++++ Material provided ++++

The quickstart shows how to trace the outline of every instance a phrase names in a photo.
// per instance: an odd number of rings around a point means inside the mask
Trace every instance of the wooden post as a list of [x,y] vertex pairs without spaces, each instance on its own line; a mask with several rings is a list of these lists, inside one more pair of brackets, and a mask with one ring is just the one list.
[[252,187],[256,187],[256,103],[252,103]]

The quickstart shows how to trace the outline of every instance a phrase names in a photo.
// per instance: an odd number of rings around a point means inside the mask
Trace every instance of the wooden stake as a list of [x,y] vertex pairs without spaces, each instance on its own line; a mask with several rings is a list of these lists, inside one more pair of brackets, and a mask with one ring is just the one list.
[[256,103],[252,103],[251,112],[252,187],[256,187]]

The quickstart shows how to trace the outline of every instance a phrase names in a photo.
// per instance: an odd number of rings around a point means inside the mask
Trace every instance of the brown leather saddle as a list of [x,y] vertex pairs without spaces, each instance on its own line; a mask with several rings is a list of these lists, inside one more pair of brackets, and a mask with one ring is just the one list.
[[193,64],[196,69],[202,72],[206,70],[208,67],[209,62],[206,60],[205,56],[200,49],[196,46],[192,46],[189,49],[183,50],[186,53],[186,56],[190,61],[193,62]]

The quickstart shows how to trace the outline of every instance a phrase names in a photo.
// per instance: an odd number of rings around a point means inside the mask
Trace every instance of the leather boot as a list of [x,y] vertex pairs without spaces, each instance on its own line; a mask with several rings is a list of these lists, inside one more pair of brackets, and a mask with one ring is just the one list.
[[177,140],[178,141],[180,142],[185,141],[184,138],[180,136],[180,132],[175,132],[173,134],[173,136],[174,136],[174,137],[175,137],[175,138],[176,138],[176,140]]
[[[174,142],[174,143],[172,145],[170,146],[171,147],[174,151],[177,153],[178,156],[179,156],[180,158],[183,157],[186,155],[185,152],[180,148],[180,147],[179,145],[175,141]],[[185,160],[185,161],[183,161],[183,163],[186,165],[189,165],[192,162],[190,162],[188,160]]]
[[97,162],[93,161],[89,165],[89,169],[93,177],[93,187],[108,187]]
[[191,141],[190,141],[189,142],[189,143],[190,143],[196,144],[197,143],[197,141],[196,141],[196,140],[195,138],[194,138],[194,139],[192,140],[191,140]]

++++

Written task
State how many lines in the rows above contain the string "pairs". Give only the number.

Complete answer
4